Your tasks:
**A)** Reproduce the stretch of the State of Service text from "Service organizations have" through "and cost savings.", switching "economic headwinds" to "financial pressures".
**B)** According to the State of Service text, how many service professionals were surveyed for the fifth edition?

Supplied passage:
□ □ □ □ □ □ □

Inside the Fifth Edition of the State of Service Report
New research reveals the top three trends driving the strategic role of customer service.
Service organizations have long played a pivotal role in customer experience. But since 2020, higher customer expectations mean service has become an essential component of many companies' operating strategies. And as companies face stiff economic headwinds, new Salesforce research reveals how companies are using digitization and automation to drive efficiency, productivity, and cost savings.
In the face of economic uncertainty, teams are increasingly focused on metrics that signal efficiency. Case in point: The share of service organizations tracking case deflection — often achieved through self-service tools for customers or automated processes — jumped by 20% since 2020.
For the fifth edition of State of Service, we surveyed more than 8,000 service professionals across the globe to understand companies’ evolving strategies and the role played by technology. To give service professionals the insights they need to plan for the road ahead, we’ve compiled the top three customer service trends driving a strategic role in the customer experience.

□ □ □ □ □ □ □

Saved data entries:

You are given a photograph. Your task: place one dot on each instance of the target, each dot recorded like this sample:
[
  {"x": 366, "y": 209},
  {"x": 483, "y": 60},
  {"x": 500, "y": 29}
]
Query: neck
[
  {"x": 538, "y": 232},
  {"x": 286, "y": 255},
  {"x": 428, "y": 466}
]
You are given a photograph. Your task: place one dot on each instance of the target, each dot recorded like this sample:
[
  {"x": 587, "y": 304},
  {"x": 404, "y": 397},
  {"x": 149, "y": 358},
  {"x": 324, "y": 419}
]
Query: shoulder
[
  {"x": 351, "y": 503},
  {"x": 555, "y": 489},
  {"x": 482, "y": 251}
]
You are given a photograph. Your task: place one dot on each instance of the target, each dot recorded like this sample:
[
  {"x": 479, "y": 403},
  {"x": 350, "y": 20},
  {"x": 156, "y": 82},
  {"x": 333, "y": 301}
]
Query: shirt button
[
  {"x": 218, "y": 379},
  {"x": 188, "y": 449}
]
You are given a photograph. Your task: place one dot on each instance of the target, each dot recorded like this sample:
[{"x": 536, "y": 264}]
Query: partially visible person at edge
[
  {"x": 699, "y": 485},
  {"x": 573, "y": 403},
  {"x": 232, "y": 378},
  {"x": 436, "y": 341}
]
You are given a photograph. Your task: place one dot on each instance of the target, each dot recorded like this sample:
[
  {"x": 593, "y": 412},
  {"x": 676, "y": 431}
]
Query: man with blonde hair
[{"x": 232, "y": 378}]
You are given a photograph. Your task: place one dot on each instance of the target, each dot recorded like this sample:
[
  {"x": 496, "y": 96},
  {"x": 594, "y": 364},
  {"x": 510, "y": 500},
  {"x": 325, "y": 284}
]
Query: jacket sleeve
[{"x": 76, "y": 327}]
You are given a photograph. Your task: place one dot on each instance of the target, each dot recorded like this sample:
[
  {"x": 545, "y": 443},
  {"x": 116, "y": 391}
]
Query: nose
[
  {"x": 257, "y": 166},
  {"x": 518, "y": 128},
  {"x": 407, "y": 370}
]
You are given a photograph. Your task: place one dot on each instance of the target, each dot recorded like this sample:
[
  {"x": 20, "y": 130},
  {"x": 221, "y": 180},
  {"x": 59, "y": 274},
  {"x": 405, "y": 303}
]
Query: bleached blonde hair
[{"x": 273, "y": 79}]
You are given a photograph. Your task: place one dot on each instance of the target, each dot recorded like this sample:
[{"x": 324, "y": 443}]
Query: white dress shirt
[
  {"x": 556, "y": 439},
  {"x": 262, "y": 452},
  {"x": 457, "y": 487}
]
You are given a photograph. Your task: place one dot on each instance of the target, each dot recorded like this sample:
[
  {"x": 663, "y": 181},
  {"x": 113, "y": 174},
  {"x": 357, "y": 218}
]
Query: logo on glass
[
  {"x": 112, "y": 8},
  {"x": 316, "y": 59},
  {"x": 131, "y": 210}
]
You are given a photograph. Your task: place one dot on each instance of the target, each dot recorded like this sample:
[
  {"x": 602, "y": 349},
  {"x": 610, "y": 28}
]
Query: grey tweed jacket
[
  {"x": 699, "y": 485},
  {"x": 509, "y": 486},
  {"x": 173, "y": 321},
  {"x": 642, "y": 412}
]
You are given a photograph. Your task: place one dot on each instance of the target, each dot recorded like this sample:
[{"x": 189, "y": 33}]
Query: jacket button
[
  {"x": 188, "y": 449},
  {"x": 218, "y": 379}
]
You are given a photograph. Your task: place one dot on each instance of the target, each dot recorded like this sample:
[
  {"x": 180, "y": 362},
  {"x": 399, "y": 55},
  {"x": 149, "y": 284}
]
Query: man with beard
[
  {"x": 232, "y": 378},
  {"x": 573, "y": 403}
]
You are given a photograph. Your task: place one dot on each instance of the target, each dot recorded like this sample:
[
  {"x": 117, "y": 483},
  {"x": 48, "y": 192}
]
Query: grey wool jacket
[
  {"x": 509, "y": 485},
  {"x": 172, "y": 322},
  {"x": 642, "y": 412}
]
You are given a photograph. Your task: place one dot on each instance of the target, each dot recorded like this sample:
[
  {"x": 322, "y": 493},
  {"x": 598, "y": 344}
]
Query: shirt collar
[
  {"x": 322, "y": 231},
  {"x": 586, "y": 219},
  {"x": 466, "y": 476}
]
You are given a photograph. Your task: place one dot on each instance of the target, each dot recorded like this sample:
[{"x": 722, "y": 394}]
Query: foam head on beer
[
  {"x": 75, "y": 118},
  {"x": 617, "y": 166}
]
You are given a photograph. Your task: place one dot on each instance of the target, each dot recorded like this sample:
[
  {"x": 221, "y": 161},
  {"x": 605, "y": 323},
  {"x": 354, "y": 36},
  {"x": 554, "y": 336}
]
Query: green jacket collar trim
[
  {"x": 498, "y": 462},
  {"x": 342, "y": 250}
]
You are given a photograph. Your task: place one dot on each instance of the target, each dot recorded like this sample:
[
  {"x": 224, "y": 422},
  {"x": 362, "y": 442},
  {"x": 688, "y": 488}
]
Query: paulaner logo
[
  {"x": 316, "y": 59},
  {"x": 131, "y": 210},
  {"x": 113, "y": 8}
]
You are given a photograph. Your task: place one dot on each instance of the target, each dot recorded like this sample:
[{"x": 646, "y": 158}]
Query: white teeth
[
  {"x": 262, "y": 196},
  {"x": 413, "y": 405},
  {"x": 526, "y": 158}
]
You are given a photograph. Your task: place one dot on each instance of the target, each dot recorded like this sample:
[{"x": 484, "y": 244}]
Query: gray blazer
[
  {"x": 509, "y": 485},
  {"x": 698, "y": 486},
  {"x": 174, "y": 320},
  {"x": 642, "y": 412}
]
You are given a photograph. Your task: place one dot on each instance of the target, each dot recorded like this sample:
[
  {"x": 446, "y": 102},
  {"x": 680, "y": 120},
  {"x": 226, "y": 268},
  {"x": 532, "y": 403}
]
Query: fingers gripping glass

□ □ □ □ □ □ □

Answer set:
**A)**
Service organizations have long played a pivotal role in customer experience. But since 2020, higher customer expectations mean service has become an essential component of many companies' operating strategies. And as companies face stiff financial pressures, new Salesforce research reveals how companies are using digitization and automation to drive efficiency, productivity, and cost savings.

**B)** More than 8,000 service professionals across the globe.